WORK TO DO:
Reproduce word for word the lines of the entries below, starting with the line containing "Each instance receives one point. Annotate the evergreen" and ending with the line containing "166], [200, 105]]", both included.
[BEGIN DATA LISTING]
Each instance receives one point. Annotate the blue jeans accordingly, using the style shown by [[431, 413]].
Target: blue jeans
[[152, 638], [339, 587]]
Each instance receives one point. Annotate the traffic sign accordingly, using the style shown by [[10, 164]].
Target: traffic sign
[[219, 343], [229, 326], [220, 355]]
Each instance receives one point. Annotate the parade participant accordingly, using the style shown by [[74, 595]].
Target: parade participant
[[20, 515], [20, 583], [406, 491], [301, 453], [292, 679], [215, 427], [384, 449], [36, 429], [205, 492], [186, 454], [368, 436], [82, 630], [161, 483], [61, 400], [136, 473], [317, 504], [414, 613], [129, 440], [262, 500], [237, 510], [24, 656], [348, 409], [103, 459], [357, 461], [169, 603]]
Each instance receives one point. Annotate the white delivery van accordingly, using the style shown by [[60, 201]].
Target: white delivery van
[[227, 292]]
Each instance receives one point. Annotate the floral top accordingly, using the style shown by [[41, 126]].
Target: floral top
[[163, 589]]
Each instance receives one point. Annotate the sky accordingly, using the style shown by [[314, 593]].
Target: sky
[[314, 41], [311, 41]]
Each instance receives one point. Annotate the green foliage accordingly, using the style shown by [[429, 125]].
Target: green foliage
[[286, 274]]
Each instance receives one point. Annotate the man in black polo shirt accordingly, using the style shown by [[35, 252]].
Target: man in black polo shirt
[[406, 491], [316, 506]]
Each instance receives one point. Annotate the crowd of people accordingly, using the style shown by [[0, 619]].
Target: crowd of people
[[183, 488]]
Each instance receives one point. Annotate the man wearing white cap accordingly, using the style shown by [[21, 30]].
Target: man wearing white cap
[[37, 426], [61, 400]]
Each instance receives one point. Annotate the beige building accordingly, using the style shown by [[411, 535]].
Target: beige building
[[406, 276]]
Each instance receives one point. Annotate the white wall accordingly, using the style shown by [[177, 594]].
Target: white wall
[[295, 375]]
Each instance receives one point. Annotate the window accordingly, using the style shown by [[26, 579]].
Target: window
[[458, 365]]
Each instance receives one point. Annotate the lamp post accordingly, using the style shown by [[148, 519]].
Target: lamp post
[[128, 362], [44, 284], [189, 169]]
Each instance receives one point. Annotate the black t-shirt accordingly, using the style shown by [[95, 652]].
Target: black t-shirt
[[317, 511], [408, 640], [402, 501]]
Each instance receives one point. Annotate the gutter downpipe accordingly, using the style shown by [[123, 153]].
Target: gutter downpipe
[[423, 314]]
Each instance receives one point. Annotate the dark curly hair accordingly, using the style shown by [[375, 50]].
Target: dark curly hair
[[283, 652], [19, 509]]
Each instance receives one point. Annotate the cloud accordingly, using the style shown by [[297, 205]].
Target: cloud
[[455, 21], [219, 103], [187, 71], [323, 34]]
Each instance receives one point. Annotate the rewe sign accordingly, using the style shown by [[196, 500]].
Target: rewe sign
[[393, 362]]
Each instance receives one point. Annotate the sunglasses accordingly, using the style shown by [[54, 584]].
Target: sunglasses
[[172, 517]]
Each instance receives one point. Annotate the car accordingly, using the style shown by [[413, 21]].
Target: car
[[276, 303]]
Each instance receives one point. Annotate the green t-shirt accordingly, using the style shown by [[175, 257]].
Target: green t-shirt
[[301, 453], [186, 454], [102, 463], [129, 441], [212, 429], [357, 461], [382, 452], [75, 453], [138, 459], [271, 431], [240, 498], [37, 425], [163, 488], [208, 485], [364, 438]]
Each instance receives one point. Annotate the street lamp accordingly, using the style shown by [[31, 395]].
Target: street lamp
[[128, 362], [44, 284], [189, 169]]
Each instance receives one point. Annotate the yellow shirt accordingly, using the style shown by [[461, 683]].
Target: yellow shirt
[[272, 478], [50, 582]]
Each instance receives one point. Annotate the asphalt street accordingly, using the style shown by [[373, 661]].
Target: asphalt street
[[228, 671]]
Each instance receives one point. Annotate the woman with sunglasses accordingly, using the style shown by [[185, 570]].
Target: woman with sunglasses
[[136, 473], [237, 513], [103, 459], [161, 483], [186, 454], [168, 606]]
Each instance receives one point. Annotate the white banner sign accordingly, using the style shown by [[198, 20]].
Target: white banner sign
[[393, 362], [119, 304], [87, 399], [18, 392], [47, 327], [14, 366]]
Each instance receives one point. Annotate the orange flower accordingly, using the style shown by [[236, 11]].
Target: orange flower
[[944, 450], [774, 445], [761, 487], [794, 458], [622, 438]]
[END DATA LISTING]
[BEGIN DATA LISTING]
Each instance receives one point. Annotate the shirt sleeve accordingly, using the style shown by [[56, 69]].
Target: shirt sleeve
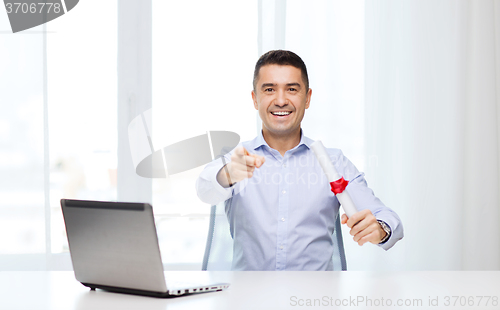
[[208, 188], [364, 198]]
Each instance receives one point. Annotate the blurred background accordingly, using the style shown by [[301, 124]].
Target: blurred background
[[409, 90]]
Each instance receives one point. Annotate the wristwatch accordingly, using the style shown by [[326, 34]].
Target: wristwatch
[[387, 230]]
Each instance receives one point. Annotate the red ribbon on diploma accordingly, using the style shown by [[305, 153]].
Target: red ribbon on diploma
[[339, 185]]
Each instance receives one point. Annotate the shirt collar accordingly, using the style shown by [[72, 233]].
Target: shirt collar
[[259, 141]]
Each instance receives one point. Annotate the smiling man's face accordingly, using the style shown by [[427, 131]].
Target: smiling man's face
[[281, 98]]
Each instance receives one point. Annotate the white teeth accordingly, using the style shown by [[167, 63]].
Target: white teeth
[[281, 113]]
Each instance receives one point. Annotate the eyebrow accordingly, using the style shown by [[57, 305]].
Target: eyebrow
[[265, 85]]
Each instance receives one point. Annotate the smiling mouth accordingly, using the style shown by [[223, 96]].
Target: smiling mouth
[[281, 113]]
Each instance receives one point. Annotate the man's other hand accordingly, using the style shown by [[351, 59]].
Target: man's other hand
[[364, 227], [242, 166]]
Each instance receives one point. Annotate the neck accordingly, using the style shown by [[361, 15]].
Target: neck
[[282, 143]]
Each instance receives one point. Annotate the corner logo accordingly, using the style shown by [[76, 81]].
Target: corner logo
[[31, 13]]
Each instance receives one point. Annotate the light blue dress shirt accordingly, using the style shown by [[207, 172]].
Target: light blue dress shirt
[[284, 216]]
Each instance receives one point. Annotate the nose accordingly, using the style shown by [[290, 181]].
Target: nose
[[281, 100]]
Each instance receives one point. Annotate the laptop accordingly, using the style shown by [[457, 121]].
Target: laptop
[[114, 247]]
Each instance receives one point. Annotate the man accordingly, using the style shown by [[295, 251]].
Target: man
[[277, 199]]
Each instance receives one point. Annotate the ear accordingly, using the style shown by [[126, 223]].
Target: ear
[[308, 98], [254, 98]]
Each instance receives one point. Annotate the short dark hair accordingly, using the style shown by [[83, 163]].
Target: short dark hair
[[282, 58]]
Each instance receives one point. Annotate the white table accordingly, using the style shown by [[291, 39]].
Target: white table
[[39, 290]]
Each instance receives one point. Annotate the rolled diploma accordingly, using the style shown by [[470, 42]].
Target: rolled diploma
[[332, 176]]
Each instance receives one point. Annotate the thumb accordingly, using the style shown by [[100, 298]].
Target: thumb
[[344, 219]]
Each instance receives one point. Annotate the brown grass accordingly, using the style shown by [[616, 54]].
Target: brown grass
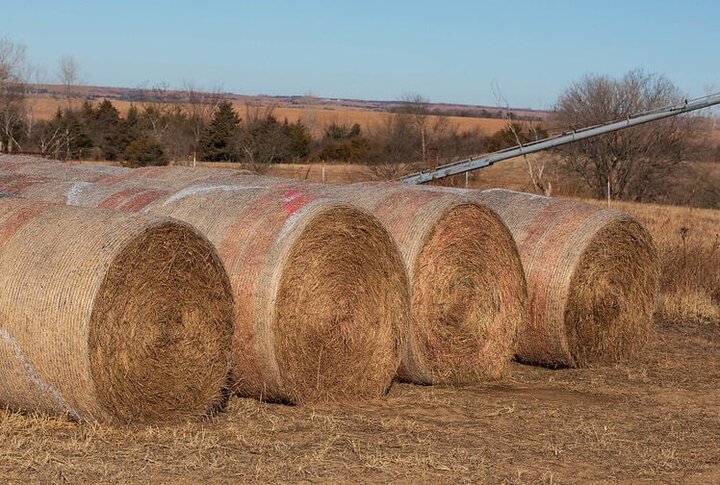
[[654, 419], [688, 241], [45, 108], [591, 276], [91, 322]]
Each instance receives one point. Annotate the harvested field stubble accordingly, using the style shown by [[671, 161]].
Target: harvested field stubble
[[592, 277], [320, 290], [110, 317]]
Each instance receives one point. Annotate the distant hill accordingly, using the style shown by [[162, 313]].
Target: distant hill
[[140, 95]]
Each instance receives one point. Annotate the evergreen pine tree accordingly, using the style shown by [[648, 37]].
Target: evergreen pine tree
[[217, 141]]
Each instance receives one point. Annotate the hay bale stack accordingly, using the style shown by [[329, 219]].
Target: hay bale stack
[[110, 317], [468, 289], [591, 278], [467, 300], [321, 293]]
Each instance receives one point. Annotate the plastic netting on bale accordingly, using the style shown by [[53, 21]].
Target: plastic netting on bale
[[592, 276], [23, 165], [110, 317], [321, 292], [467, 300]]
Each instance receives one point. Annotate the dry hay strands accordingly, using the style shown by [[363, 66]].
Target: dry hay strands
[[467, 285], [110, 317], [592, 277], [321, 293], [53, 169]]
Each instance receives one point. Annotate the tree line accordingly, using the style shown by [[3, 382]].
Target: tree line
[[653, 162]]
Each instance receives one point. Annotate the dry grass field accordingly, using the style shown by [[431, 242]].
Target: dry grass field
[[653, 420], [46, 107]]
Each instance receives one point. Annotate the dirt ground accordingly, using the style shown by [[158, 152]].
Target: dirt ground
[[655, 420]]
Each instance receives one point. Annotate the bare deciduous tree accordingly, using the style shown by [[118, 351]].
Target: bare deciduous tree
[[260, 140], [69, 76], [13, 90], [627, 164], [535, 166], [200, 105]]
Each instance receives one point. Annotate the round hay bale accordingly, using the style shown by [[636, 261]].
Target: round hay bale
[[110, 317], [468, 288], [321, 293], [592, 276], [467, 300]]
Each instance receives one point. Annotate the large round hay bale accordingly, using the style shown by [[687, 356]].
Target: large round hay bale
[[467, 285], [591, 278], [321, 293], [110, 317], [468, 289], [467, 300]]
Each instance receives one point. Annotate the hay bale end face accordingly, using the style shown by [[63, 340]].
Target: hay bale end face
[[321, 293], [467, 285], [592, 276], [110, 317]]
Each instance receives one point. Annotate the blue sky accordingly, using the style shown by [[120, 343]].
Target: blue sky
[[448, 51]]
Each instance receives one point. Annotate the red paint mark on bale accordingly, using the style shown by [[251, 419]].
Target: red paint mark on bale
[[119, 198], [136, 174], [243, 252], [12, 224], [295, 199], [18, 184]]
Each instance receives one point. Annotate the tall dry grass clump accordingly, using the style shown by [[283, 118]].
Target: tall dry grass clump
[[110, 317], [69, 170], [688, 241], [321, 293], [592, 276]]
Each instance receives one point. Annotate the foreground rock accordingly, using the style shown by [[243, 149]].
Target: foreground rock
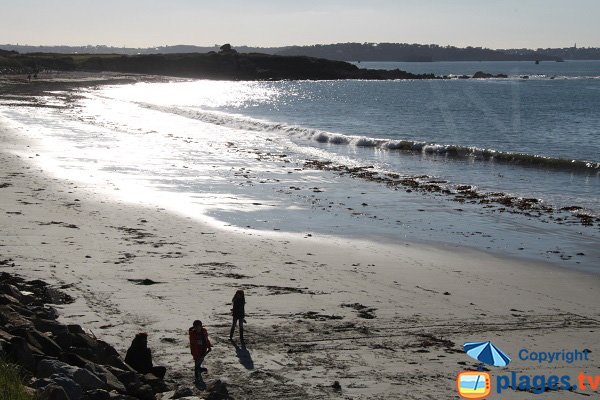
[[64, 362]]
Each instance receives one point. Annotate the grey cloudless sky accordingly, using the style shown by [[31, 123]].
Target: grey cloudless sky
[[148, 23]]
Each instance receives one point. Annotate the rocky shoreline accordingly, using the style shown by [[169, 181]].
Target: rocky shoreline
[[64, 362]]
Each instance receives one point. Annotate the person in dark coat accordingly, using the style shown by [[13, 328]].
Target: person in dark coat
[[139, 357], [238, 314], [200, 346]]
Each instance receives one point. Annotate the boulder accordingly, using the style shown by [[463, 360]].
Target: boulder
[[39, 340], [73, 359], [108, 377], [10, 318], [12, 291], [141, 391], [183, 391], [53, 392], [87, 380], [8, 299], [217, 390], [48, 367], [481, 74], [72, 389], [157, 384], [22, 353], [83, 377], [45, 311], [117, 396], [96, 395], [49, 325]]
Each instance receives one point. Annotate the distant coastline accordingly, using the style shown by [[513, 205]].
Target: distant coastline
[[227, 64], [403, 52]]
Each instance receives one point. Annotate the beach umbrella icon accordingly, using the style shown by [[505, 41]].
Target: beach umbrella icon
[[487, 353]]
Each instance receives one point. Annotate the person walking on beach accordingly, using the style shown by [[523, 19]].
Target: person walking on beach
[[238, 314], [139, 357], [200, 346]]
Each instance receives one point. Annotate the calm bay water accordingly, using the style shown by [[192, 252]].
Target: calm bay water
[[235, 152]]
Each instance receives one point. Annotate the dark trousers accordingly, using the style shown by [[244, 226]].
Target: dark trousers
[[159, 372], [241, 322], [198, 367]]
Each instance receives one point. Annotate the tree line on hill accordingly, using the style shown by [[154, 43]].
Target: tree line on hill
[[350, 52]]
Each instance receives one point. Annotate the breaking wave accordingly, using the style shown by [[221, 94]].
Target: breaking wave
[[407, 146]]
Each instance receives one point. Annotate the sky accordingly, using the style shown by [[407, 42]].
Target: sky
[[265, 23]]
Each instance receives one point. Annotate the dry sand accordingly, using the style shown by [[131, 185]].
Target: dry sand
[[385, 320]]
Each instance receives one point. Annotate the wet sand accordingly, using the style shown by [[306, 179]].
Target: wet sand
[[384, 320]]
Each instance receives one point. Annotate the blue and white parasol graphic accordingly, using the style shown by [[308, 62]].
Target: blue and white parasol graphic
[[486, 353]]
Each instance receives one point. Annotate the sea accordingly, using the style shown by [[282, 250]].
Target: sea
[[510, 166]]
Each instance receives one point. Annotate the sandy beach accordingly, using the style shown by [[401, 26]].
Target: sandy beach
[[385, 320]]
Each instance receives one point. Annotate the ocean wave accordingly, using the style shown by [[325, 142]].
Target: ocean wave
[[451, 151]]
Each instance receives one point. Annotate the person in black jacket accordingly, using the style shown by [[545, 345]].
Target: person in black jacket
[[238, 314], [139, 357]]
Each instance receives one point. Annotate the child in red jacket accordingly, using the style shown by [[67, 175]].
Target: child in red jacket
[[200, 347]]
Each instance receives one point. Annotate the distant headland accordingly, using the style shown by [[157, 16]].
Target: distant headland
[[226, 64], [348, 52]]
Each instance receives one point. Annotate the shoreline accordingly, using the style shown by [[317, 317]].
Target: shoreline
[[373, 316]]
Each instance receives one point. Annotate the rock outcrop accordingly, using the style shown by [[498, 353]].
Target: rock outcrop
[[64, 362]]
[END DATA LISTING]
WRITTEN REPLY:
Each instance receives one point. Annotate the evergreen pine tree accordingly, using the style shown by [[648, 37]].
Target: evergreen pine tree
[[217, 141]]
Each instance receives one point. Annotate the hay bale stack accordingly, using the style shown by [[329, 219]].
Target: hay bale stack
[[110, 317], [468, 289], [591, 278], [467, 300], [321, 293]]
Each instance receives one point. Annotate the plastic netting on bale accordingly, using the style shown by [[53, 21]].
Target: plastic netting on bale
[[592, 276], [23, 165], [110, 317], [321, 292], [467, 300]]
Each instance receives one point. Annotate the dry hay strands accordingly, using the style shown by [[363, 66]].
Target: dry hay strands
[[467, 285], [110, 317], [592, 277], [321, 293], [53, 169]]
Each instance receives one point. Annotate the tree line accordingly, using the style shown by [[3, 382]].
Target: tree line
[[653, 162]]
Each instance receives one point. Annotate the dry grass field accordingly, using the style shown by [[431, 242]].
Target: dry grass field
[[653, 420], [46, 107]]
Each instance receives one point. Annotate the dirt ground accordingly, using the style shown by [[158, 152]].
Target: dirt ground
[[655, 420]]
Each instance receives one point. Annotate the bare deciduous tree accordingly, using the style shown by [[118, 351]].
Target: bare deciduous tree
[[260, 140], [69, 76], [13, 90], [627, 164], [535, 166], [200, 105]]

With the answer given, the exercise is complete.